◆ What the task asks
Please convert the stretch from the line containing "Indicate the tractor headlight" through the line containing "[(11, 124), (328, 122), (306, 128), (31, 140)]" into a Markdown table with columns Row and Line, one numbered row per line, skipping any blank lines.

◆ Supplied entries
_____

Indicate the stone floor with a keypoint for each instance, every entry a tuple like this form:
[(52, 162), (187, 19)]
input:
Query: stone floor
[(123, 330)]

_____

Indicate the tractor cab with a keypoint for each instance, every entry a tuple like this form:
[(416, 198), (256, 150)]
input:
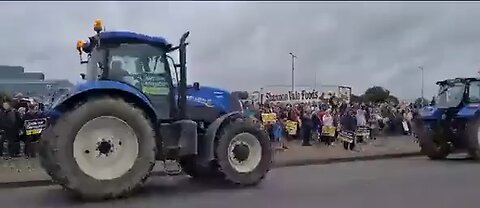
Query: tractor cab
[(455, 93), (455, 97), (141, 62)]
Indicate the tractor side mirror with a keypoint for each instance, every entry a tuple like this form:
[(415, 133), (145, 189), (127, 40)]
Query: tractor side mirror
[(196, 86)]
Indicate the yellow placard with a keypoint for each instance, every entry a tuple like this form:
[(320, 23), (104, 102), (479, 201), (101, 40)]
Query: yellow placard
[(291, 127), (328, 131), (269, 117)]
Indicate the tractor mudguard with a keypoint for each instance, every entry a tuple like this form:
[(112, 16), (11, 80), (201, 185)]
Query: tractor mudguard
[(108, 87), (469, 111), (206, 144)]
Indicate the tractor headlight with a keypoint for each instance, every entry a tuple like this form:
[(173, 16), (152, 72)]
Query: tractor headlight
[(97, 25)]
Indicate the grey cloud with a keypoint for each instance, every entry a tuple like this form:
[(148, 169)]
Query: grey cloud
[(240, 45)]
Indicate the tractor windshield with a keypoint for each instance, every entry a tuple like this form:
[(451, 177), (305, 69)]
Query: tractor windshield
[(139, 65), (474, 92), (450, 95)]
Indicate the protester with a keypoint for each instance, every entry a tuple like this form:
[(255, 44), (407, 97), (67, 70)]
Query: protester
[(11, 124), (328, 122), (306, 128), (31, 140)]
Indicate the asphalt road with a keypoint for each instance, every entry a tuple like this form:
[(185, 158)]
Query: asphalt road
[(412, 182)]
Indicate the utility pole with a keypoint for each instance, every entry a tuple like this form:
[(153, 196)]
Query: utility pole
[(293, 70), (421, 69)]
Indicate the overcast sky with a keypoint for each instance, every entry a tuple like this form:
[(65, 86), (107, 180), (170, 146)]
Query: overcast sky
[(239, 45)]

_____

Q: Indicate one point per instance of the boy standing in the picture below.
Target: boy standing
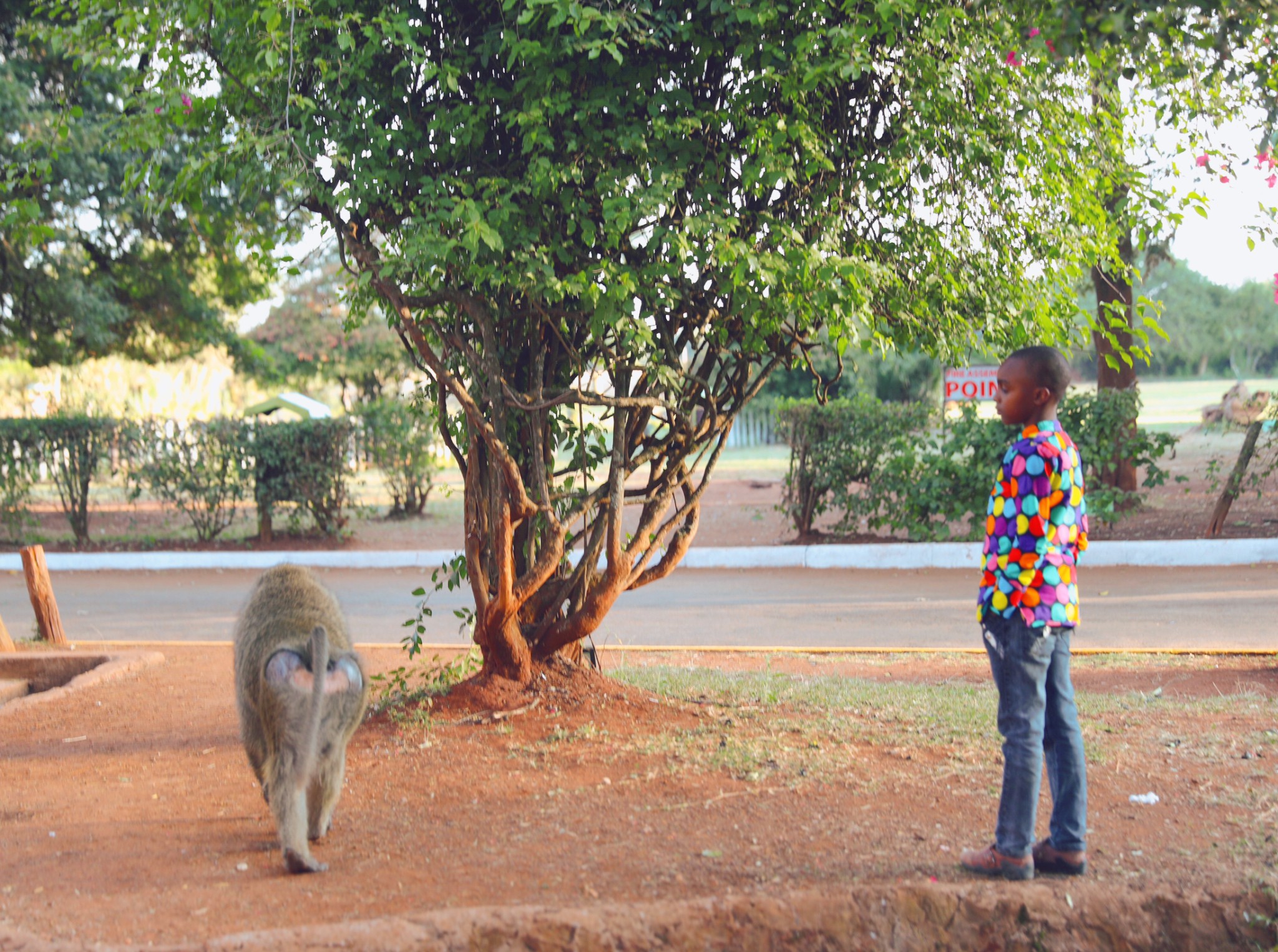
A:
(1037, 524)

_____

◆ Exercise answer
| Row | Line |
|---|---|
| 1 | Indicate the tractor headlight with a keypoint for each instance, every entry a tuple like this form: |
| 2 | [(173, 16), (152, 72)] |
| 3 | Query: tractor headlight |
| 4 | [(97, 25)] |
| 5 | Indicate the grey cloud with a keypoint for each instance, every entry a tuple like this form: |
| 6 | [(148, 169)] |
| 7 | Query: grey cloud |
| 8 | [(240, 45)] |
| 9 | Indicate the tractor windshield with a keypoint for each instance, every entry a tuple like this form: |
| 10 | [(451, 177), (305, 69)] |
| 11 | Query: tractor windshield |
| 12 | [(139, 65), (474, 92), (450, 95)] |
| 13 | Indicate the protester with a keypoint for each instance, every entry a tuple like this form: |
| 14 | [(255, 44), (407, 97), (67, 70)] |
| 15 | Query: protester |
| 16 | [(11, 124), (328, 122), (306, 128), (31, 140)] |